TASK TO COMPLETE: Please print the entries below exactly, from the line with "Target: maroon and cream car" through the line with "<point>390,454</point>", including both of those lines and leaving out all others.
**** DATA EXTRACT
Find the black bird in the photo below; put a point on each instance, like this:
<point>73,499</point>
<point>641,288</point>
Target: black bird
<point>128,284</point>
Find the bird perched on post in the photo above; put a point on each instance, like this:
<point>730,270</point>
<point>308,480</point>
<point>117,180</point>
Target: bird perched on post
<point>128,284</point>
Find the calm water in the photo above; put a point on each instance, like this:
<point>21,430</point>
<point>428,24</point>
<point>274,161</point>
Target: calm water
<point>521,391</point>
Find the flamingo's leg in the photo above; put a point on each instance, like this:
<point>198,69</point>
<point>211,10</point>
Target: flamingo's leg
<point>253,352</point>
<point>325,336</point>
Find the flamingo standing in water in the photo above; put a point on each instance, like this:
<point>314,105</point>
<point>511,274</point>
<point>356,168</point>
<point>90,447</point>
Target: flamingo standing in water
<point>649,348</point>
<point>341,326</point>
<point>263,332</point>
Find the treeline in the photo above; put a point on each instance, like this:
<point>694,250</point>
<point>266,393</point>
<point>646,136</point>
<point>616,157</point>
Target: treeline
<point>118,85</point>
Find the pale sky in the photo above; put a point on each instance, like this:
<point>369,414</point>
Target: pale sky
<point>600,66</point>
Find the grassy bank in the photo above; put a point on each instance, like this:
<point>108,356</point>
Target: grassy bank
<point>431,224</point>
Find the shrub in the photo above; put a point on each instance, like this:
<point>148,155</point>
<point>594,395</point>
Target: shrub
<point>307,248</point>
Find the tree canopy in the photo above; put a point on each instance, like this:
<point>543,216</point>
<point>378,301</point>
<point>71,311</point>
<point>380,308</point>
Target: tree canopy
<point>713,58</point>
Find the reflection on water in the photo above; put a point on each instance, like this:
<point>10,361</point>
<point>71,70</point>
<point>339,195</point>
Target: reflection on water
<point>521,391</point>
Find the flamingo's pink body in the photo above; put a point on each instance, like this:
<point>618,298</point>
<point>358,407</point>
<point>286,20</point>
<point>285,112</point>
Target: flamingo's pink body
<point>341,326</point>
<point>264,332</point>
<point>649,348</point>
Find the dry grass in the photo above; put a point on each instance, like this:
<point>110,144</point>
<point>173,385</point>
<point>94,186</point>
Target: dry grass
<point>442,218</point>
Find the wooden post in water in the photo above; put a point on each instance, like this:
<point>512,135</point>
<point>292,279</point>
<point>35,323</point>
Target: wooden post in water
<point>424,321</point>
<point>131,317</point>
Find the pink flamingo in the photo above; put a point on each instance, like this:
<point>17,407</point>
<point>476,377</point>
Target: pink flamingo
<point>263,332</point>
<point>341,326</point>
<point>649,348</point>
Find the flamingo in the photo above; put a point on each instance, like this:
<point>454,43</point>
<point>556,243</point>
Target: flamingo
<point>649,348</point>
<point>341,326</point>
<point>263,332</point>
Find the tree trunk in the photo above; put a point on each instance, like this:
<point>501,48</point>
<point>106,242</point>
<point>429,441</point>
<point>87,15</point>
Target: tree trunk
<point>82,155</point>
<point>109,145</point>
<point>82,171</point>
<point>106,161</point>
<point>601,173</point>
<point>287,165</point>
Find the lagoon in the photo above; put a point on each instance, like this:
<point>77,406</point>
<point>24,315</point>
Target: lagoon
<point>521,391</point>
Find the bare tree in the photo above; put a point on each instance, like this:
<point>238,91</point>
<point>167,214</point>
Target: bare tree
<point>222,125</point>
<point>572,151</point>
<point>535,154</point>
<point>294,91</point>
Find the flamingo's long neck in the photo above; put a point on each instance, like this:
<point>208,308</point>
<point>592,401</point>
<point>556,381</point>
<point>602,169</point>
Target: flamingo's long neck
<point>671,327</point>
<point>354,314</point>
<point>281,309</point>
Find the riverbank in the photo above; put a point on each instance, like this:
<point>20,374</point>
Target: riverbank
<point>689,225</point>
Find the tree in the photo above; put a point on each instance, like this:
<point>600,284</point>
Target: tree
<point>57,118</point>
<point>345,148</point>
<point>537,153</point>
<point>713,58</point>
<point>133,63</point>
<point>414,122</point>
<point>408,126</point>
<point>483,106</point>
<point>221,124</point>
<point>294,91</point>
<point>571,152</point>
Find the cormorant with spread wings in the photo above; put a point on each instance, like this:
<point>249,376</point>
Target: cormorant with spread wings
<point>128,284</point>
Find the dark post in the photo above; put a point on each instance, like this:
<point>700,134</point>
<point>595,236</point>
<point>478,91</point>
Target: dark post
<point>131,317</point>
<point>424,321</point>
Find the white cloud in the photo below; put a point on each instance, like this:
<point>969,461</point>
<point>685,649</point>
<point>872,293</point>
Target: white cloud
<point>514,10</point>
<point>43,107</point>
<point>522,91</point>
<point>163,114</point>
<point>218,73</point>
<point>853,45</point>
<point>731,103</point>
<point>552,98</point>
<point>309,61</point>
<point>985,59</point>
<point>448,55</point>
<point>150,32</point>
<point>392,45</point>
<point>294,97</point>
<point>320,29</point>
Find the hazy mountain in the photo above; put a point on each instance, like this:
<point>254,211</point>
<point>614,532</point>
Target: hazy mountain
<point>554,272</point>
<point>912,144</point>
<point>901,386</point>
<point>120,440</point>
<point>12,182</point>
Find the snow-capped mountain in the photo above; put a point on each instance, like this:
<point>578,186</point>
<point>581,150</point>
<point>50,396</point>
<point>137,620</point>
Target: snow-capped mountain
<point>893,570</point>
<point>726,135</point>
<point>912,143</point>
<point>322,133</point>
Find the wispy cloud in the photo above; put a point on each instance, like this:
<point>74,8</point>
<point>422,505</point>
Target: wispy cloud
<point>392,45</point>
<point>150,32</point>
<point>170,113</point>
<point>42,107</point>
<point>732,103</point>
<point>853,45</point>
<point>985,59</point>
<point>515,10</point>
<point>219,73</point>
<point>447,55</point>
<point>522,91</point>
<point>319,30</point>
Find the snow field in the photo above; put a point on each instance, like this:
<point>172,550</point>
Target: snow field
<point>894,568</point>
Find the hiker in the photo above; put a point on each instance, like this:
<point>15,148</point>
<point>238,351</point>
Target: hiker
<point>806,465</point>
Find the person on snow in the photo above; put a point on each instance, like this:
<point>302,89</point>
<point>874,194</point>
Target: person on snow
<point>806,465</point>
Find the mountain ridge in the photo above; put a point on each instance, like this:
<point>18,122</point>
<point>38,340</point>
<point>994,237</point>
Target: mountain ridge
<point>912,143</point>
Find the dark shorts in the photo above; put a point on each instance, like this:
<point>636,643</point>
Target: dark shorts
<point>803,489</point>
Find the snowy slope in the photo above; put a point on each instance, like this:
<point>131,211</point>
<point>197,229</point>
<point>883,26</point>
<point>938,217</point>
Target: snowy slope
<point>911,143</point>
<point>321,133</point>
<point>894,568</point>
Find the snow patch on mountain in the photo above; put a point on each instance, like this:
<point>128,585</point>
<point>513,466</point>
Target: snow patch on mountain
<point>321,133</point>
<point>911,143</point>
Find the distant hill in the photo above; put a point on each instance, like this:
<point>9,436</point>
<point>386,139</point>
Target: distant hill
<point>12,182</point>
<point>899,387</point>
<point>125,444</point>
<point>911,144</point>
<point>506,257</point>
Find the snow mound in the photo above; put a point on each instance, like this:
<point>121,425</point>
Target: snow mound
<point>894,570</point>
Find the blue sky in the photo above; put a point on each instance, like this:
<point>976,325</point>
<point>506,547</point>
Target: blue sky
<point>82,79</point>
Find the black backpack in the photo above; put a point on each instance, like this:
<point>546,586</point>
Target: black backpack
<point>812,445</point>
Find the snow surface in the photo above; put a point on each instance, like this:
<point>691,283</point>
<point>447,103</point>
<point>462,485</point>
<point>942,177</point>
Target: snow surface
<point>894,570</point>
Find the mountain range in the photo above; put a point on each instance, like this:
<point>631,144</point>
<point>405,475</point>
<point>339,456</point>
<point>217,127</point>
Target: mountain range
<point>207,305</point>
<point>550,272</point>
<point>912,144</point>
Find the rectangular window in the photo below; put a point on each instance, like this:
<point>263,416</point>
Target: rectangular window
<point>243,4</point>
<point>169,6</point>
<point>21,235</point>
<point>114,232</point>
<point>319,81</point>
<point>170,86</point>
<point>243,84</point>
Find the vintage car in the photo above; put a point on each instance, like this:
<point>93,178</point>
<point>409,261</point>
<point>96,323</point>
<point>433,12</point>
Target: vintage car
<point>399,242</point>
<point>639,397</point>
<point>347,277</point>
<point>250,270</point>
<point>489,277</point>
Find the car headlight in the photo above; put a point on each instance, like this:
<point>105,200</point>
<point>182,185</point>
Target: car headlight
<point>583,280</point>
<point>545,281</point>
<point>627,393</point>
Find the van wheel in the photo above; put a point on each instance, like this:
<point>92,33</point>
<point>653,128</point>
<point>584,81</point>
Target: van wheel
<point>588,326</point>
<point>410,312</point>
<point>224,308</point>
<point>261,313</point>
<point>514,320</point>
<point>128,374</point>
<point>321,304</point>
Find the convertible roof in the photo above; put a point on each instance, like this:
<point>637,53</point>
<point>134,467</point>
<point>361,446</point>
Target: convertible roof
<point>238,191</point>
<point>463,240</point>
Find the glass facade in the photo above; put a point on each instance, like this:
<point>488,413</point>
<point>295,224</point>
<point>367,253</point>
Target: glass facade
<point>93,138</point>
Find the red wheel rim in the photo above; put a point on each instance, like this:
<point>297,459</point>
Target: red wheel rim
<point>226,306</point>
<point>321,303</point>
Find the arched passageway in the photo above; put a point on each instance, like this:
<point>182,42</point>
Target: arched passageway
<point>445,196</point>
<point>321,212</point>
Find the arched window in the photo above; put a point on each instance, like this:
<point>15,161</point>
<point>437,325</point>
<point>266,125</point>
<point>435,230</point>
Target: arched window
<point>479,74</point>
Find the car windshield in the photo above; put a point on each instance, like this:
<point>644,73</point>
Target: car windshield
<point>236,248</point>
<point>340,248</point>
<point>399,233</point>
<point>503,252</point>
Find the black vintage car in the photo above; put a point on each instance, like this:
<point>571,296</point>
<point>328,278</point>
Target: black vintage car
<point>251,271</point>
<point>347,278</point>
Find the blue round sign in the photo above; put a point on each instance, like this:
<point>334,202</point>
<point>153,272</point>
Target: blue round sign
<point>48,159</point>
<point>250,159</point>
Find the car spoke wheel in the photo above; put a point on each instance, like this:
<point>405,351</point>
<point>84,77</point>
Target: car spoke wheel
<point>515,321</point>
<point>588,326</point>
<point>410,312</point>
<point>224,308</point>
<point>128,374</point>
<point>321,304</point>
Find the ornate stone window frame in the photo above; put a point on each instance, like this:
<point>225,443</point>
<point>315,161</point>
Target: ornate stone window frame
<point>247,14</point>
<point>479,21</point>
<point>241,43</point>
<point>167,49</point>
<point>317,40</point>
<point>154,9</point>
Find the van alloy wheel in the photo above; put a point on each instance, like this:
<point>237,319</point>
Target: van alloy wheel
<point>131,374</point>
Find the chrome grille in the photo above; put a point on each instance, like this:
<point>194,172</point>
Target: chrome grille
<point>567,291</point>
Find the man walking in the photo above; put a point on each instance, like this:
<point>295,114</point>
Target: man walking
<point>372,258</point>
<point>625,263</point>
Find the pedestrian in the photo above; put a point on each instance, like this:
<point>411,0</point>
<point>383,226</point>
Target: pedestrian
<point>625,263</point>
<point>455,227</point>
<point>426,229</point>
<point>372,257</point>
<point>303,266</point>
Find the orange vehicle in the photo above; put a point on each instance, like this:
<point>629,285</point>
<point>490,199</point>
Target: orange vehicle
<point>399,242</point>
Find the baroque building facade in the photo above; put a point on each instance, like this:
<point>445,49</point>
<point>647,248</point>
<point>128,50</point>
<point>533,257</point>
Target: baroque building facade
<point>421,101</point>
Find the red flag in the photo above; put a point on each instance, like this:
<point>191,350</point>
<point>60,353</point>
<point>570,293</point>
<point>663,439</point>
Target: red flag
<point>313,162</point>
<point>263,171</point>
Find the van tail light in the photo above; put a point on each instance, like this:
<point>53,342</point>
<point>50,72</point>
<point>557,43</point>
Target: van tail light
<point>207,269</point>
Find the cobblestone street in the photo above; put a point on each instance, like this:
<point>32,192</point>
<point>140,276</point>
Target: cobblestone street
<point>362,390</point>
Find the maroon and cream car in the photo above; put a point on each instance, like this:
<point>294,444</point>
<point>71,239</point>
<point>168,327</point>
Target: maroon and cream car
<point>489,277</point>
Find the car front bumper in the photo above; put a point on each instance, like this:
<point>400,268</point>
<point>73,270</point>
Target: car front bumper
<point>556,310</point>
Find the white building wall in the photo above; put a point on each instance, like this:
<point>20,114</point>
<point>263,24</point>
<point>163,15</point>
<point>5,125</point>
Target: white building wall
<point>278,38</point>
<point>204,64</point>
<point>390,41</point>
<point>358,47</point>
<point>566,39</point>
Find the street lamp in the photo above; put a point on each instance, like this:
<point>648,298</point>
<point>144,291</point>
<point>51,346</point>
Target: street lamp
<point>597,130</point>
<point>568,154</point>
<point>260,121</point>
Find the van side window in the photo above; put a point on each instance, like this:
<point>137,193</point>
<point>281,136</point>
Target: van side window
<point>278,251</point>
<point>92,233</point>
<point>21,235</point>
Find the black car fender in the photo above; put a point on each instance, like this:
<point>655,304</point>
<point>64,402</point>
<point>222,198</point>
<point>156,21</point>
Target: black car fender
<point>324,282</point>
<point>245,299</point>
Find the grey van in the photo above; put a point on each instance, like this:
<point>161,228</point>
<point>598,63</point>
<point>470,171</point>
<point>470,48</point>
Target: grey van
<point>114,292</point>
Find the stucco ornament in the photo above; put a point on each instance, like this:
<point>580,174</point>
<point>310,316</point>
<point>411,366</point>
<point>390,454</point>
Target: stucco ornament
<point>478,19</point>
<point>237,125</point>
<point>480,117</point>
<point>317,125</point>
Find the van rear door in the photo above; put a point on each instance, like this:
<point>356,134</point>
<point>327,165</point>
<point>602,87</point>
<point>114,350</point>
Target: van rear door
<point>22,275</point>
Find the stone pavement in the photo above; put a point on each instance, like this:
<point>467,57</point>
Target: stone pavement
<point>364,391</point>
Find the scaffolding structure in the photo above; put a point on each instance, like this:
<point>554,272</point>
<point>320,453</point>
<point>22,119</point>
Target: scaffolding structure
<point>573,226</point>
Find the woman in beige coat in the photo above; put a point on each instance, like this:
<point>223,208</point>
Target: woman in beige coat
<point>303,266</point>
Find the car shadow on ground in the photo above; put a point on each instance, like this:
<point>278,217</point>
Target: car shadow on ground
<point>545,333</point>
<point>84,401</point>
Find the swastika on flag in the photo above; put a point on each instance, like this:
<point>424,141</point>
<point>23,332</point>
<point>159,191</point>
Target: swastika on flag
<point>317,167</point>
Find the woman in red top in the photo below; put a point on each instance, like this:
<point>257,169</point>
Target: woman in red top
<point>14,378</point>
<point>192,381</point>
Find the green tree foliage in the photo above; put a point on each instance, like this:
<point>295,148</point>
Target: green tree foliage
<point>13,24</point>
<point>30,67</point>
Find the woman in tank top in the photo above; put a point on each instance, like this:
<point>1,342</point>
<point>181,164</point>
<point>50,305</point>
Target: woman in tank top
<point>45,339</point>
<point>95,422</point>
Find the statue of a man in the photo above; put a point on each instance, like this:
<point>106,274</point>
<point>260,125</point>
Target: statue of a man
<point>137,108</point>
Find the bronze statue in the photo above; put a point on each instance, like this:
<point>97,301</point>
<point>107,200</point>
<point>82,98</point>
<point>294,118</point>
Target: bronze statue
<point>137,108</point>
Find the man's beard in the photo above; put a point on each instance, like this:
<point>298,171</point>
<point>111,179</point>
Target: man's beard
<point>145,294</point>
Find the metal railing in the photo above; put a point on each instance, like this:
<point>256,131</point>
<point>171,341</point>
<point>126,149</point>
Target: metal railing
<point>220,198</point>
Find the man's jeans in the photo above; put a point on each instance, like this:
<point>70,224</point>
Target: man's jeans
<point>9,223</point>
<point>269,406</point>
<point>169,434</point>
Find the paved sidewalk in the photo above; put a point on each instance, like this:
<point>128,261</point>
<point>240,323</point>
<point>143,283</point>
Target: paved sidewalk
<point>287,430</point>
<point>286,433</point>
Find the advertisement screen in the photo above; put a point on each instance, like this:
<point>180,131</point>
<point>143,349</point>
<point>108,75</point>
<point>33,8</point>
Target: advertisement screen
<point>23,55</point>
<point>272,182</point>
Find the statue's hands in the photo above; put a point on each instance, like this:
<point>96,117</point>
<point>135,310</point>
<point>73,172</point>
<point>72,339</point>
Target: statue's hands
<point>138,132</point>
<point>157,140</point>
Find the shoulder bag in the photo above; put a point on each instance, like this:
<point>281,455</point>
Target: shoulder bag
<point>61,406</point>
********
SOLUTION BELOW:
Target: maroon and cream car
<point>489,277</point>
Find the car front bumper in the photo above; put a point on each instance, like this:
<point>400,268</point>
<point>73,270</point>
Target: car front bumper
<point>556,310</point>
Find the white building wall in the photo above; put a point on each instance, like this:
<point>20,114</point>
<point>263,24</point>
<point>163,15</point>
<point>5,125</point>
Target: white building wall
<point>278,38</point>
<point>204,64</point>
<point>390,41</point>
<point>358,47</point>
<point>566,39</point>
Find the street lamp in the photo above; put a point on each instance, like this:
<point>648,298</point>
<point>144,291</point>
<point>51,346</point>
Target: street lamp
<point>597,130</point>
<point>568,154</point>
<point>260,121</point>
Find the van side window in the photo above; put a point on each instance, like this:
<point>137,193</point>
<point>281,136</point>
Target: van side window
<point>278,251</point>
<point>92,233</point>
<point>21,235</point>
Find the black car fender in the photo above; put a point on each instance, like this:
<point>655,304</point>
<point>64,402</point>
<point>222,198</point>
<point>156,21</point>
Target: black car fender
<point>324,282</point>
<point>245,299</point>
Find the grey van in the photo above; put a point on each instance, like this:
<point>161,228</point>
<point>598,63</point>
<point>470,171</point>
<point>470,48</point>
Target: grey van
<point>114,292</point>
Find the stucco ornament in the photo above; put a point on each instance, like this:
<point>580,174</point>
<point>310,316</point>
<point>411,366</point>
<point>390,454</point>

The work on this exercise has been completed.